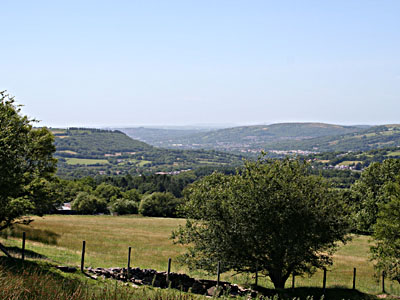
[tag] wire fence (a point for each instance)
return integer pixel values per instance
(354, 278)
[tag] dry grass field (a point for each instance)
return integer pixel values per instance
(108, 238)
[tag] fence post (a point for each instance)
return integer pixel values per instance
(23, 245)
(83, 256)
(169, 270)
(256, 275)
(128, 270)
(293, 278)
(218, 272)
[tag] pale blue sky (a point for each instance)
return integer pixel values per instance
(126, 63)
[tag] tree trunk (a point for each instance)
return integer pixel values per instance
(278, 279)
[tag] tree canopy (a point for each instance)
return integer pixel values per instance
(273, 217)
(27, 165)
(368, 192)
(386, 251)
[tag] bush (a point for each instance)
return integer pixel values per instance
(124, 206)
(159, 205)
(88, 204)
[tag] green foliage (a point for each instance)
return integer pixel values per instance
(159, 205)
(89, 152)
(89, 204)
(107, 191)
(132, 195)
(27, 166)
(124, 206)
(386, 251)
(273, 217)
(368, 192)
(43, 236)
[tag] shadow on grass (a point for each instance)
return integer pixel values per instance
(17, 252)
(336, 293)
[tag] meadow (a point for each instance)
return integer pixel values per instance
(108, 238)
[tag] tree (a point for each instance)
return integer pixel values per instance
(123, 206)
(272, 217)
(107, 191)
(159, 205)
(27, 166)
(89, 204)
(386, 251)
(368, 192)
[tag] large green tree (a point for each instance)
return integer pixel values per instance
(368, 192)
(27, 166)
(273, 217)
(386, 250)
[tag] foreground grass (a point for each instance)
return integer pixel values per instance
(108, 238)
(39, 281)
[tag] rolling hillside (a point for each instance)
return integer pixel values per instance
(245, 138)
(376, 137)
(84, 152)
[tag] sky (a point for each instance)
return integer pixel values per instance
(131, 63)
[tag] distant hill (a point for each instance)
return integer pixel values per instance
(245, 138)
(375, 137)
(161, 137)
(89, 152)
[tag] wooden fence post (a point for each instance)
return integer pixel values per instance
(169, 270)
(293, 278)
(23, 246)
(218, 272)
(256, 276)
(128, 270)
(83, 256)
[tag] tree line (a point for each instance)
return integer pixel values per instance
(272, 216)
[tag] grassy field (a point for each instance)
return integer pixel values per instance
(86, 161)
(108, 238)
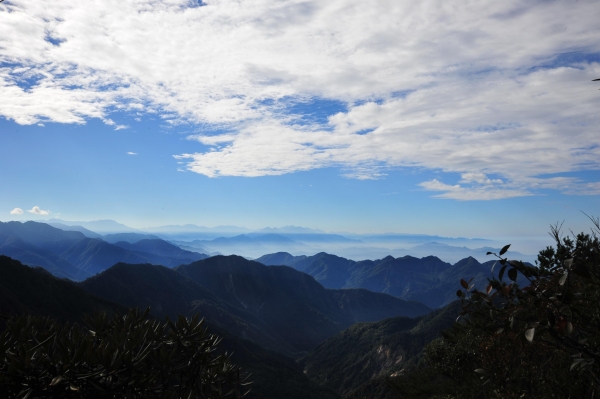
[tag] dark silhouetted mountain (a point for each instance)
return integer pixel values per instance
(293, 305)
(358, 359)
(71, 254)
(31, 255)
(128, 237)
(279, 259)
(427, 280)
(81, 229)
(26, 290)
(444, 289)
(168, 293)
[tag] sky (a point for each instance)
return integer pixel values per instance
(471, 118)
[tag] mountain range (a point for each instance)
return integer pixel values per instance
(34, 291)
(72, 255)
(306, 326)
(276, 307)
(428, 280)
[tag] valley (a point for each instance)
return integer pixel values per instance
(282, 314)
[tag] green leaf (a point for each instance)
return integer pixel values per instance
(529, 334)
(569, 328)
(576, 363)
(501, 273)
(563, 278)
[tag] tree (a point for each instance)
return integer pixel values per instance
(123, 356)
(541, 340)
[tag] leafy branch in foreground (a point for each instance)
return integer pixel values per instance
(550, 326)
(124, 356)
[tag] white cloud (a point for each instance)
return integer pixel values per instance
(456, 89)
(37, 211)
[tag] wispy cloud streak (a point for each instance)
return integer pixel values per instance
(484, 89)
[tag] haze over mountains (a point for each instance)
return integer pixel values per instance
(235, 240)
(72, 255)
(320, 325)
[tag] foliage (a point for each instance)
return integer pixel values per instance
(124, 356)
(540, 339)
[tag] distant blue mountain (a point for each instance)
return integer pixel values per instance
(72, 255)
(98, 226)
(128, 237)
(81, 229)
(428, 279)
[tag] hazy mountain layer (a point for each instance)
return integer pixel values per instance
(35, 291)
(72, 255)
(428, 280)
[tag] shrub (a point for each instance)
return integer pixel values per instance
(123, 356)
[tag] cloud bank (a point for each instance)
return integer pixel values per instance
(37, 211)
(498, 93)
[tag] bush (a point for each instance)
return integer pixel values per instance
(123, 356)
(542, 340)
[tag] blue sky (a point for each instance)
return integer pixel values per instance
(474, 121)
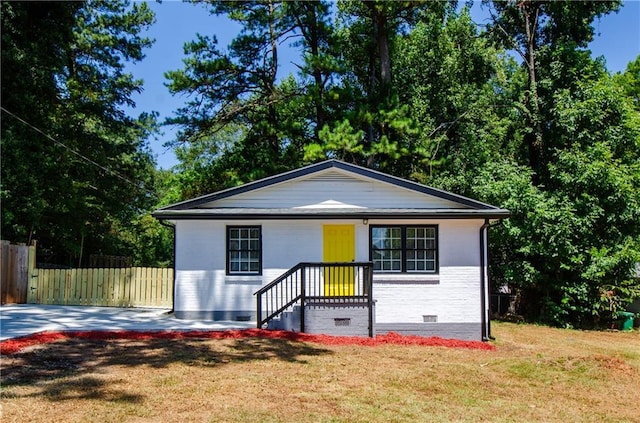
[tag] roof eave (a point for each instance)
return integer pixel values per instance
(360, 214)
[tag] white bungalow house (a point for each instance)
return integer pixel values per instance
(335, 248)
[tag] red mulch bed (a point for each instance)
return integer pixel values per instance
(12, 346)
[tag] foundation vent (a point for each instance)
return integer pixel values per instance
(342, 322)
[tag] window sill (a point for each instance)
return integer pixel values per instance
(406, 279)
(243, 280)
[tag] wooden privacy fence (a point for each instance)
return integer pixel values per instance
(114, 287)
(15, 262)
(21, 282)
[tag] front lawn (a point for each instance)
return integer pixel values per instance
(534, 374)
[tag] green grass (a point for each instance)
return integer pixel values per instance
(535, 374)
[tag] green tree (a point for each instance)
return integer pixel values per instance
(74, 165)
(551, 39)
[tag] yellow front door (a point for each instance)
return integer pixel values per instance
(339, 246)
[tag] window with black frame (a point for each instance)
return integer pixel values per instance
(244, 250)
(404, 249)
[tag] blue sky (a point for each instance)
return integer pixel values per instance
(617, 39)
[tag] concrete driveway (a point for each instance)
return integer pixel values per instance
(26, 319)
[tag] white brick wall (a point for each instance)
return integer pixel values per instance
(453, 294)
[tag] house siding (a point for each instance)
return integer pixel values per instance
(203, 290)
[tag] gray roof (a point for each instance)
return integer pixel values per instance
(192, 209)
(305, 213)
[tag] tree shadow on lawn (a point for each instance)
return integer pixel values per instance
(70, 369)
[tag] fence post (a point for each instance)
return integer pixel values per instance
(369, 274)
(303, 295)
(32, 286)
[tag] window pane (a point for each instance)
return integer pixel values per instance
(243, 250)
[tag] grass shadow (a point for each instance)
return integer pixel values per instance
(71, 369)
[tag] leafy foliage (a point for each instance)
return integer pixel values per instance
(417, 90)
(76, 169)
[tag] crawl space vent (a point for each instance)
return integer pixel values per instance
(430, 318)
(342, 322)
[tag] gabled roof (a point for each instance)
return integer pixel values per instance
(196, 208)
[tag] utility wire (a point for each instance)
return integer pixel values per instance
(85, 158)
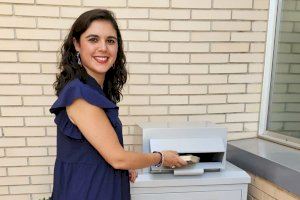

[Goal of the exercise]
If an entry contains an image, please omit that image and print everything else verbatim.

[Written solution]
[tag] wire fence (a point for each instance)
return integer pixel values per instance
(354, 278)
[tag] dry grass field (a point for each instance)
return integer pixel values per instance
(108, 238)
[tag] fence post (a point for each instance)
return integer pixel values per instance
(23, 245)
(83, 256)
(169, 270)
(256, 275)
(128, 270)
(293, 278)
(218, 272)
[tag] pale blue sky (a point for each instance)
return integer pixel values per instance
(126, 63)
[tag] tree trunk (a point for each instance)
return integer pixel values per instance
(278, 279)
[tag] tree canopy (a point for each instance)
return integer pixel values per instance
(273, 217)
(27, 165)
(368, 192)
(386, 251)
[tag] bush (a point for each instance)
return integer pixel values per instance
(124, 206)
(159, 205)
(88, 204)
[tag] green foliage (a point for each instance)
return integer pixel values per instance
(159, 205)
(89, 152)
(89, 204)
(107, 191)
(132, 195)
(27, 166)
(124, 206)
(386, 251)
(273, 217)
(368, 192)
(43, 236)
[tag] shadow on grass (a point for each instance)
return integer pixel values per instance
(17, 252)
(336, 293)
[tag] meadow (a point for each instance)
return integer pixel values per instance
(108, 238)
[tag] tree (a point for each instance)
return integer pixel values per instance
(123, 206)
(272, 217)
(107, 191)
(159, 205)
(27, 166)
(89, 204)
(386, 251)
(368, 192)
[tag] large green tree (a point for each instance)
return integer pixel values per instance
(368, 192)
(27, 166)
(273, 217)
(386, 250)
[tag] foreground grass (a point for each instance)
return integer pixel values per instance
(108, 238)
(39, 281)
[tag] rolling hillside (a point for each instance)
return integer pixel values per instance
(245, 138)
(376, 137)
(84, 152)
[tag] sky (a point for each instance)
return integer pixel values per instance
(131, 63)
[tag] distant hill (a point for each instance)
return integer pixel values per instance
(245, 138)
(375, 137)
(161, 137)
(89, 152)
[tag] wooden fence post (a point for each instance)
return integer pixel values per instance
(169, 270)
(293, 278)
(23, 246)
(218, 272)
(256, 276)
(128, 270)
(83, 256)
[tag] tree line (a point for each instance)
return integer pixel values per instance
(272, 216)
[tag] grassy field (a point for each instance)
return integer pixel values per instance
(86, 161)
(108, 238)
[tag] dark silhouetted mountain (a point for each instance)
return integer pixel values per instance
(293, 305)
(358, 359)
(71, 254)
(31, 255)
(128, 237)
(279, 259)
(427, 280)
(81, 229)
(26, 290)
(444, 289)
(168, 293)
[tag] sky (a point for each instance)
return integer pixel values per instance
(471, 118)
[tag] mountain range (a point for each instance)
return integer pixel values per instance
(34, 291)
(72, 255)
(306, 326)
(276, 307)
(428, 280)
[tag] valley (a point for each instance)
return integer pixel values per instance
(282, 314)
[tag] green leaf (a point for each instance)
return integer pixel values per instance
(529, 334)
(569, 328)
(576, 363)
(501, 273)
(563, 278)
[tag] tree (a point for each instance)
return integer pixel values per instance
(123, 356)
(541, 340)
[tag] leafy branch in foreground (a point for each instance)
return integer pixel values per instance
(550, 326)
(124, 356)
[tag] white cloud (a point for each instance)
return integer pixel values per instance
(456, 89)
(37, 211)
[tag] wispy cloud streak (a point for each instance)
return integer pixel values per instance
(484, 89)
[tag] haze over mountains (a point for each instance)
return integer pixel values per instance
(235, 240)
(72, 255)
(320, 325)
[tag] foliage (a point for each instance)
return integer pixel values per instance
(124, 356)
(540, 339)
[tag] distant blue mountain (a point for each instance)
return integer pixel values per instance
(72, 255)
(98, 226)
(128, 237)
(81, 229)
(428, 279)
[tag] hazy mountain layer (a point for each instance)
return integer pixel values per instance
(35, 291)
(72, 255)
(428, 280)
[tag] shrub (a point for each instance)
return integer pixel values per instance
(123, 356)
[tag] cloud bank (a point for each instance)
return integer pixel values per instance
(37, 211)
(498, 93)
[tag] bush (a point for each instance)
return integer pixel values per instance
(123, 356)
(542, 340)
[tag] blue sky (a point for each instance)
return integer pixel values per instance
(474, 121)
[tag] roof eave (a point for each instance)
return integer pixel values per instance
(360, 214)
[tag] white bungalow house (a point for each instance)
return integer pixel values per instance
(335, 248)
[tag] red mulch bed (a point for each instance)
return integer pixel values per instance
(12, 346)
[tag] foundation vent (a point for each instance)
return integer pixel values per instance
(342, 322)
[tag] window sill (a point for each instance)
return integer pixel values per instance
(406, 279)
(243, 280)
[tag] wooden privacy fence (a point for each instance)
return integer pixel values per instance
(114, 287)
(15, 262)
(21, 282)
[tag] front lawn (a point for each instance)
return integer pixel values per instance
(534, 374)
[tag] green grass (a point for each instance)
return integer pixel values per instance
(535, 374)
[tag] green tree (a point for each instance)
return integer pixel values per instance
(74, 165)
(551, 39)
[tag] yellow front door (a point for each instance)
return integer pixel values per instance
(339, 246)
[tag] window with black frame (a point for each instance)
return integer pixel values per instance
(244, 250)
(404, 249)
[tag] blue sky (a point for each instance)
return integer pixel values per instance
(617, 39)
[tag] concrete driveway (a point for each instance)
return integer pixel values per instance
(26, 319)
[tag] white brick wall (a point for each instance)
return integer pixel values per instance
(453, 294)
[tag] house siding (a point for each instance)
return integer pixel values per instance
(203, 290)
[tag] gray roof (a point for each instance)
return integer pixel values per instance
(192, 209)
(305, 213)
[tag] tree shadow on lawn (a point for each instance)
return integer pixel values per instance
(70, 369)
[tag] fence post (a point for each instance)
return integer pixel values per instance
(369, 274)
(303, 295)
(32, 286)
[tag] window pane (a point for each instance)
return integer pixel values per instance
(243, 250)
[tag] grass shadow (a point for each instance)
return integer pixel values per instance
(71, 369)
[tag] leafy foliage (a point for each instance)
return integer pixel values per instance
(417, 90)
(76, 169)
[tag] crawl space vent (a point for each instance)
return integer pixel values per instance
(430, 318)
(342, 322)
[tag] gabled roof (a point for each instance)
return integer pixel values per instance
(196, 208)
[tag] utility wire (a point for each instance)
return integer pixel values per instance
(85, 158)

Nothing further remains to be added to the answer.